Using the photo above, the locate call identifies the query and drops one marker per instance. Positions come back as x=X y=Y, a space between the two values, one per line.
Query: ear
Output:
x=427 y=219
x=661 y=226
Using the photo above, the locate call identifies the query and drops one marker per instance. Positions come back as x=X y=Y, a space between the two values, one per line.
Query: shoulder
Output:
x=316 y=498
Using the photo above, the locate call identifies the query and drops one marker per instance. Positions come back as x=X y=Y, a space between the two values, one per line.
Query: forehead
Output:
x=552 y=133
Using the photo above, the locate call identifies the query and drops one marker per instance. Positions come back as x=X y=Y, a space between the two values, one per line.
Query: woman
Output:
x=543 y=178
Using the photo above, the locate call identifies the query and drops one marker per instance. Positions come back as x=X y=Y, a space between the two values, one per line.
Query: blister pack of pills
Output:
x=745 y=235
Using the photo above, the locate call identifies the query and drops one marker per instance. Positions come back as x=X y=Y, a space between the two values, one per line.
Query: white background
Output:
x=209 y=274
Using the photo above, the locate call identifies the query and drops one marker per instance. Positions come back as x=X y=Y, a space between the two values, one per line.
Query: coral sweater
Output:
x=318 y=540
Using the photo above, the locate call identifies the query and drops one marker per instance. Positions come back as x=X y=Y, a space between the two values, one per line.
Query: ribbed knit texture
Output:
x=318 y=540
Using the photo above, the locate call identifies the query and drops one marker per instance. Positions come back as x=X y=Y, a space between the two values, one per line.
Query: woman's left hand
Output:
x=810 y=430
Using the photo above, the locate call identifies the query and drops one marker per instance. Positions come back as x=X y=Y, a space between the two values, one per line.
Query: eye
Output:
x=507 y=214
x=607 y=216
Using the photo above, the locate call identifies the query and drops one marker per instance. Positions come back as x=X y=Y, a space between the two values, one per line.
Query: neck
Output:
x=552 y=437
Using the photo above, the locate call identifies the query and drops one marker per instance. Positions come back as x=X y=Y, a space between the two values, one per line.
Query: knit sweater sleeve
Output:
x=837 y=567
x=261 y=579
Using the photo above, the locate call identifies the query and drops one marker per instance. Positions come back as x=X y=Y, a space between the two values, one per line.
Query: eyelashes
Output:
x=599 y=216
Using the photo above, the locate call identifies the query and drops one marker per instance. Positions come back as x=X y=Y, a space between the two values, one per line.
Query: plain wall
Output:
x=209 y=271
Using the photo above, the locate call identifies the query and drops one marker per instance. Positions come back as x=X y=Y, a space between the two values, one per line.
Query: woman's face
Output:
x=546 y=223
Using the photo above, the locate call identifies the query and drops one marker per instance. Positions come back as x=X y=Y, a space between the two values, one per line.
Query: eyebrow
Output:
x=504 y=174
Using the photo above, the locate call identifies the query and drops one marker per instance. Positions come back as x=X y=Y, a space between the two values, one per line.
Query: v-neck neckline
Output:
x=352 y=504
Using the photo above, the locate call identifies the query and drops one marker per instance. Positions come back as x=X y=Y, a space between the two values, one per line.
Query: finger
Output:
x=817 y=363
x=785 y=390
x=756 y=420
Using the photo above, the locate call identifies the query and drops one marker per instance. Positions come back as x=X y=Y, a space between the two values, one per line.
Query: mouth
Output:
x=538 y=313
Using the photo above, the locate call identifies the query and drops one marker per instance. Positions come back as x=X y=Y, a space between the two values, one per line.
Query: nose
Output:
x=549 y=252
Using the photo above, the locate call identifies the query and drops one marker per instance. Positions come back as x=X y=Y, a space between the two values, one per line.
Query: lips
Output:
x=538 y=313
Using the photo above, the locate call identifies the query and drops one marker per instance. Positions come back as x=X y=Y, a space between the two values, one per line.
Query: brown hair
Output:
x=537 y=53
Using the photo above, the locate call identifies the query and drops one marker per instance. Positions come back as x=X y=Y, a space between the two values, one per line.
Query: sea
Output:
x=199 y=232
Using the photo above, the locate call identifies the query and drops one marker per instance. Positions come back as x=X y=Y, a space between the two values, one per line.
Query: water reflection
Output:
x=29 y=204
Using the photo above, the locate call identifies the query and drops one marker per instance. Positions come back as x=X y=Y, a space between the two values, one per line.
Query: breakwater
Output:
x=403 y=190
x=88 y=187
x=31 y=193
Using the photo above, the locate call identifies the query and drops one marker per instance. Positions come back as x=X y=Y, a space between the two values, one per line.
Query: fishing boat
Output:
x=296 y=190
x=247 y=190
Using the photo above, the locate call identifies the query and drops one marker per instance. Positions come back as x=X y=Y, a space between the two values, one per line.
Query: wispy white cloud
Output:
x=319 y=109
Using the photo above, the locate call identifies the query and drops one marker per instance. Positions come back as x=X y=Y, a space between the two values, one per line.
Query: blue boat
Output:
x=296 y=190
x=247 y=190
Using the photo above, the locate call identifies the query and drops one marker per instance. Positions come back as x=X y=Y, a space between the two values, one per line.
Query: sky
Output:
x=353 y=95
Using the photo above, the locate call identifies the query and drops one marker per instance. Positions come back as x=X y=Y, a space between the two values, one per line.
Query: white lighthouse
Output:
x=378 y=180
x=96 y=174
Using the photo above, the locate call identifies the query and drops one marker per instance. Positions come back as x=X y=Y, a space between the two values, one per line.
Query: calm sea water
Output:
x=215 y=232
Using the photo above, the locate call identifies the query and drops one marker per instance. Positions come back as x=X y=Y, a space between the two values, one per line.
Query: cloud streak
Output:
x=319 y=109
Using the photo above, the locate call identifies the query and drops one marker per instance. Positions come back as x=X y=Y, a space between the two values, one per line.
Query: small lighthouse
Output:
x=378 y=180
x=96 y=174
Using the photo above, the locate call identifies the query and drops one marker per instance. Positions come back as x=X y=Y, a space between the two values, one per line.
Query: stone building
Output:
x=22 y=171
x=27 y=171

____________________

== Goal of the exercise ==
Recast the stretch from the beginning of the rows above through the line containing "x=661 y=226" as a Markdown table with the columns Number and Line. Give each non-blank line its own numbered entry.

== Answer in full ==
| Number | Line |
|---|---|
| 1 | Using the photo above, the locate call identifies the query and drops one marker per instance. Positions come back as x=X y=Y, a space between the two values, one per line. |
| 2 | Query: ear |
| 3 | Output: |
| 4 | x=427 y=219 |
| 5 | x=661 y=226 |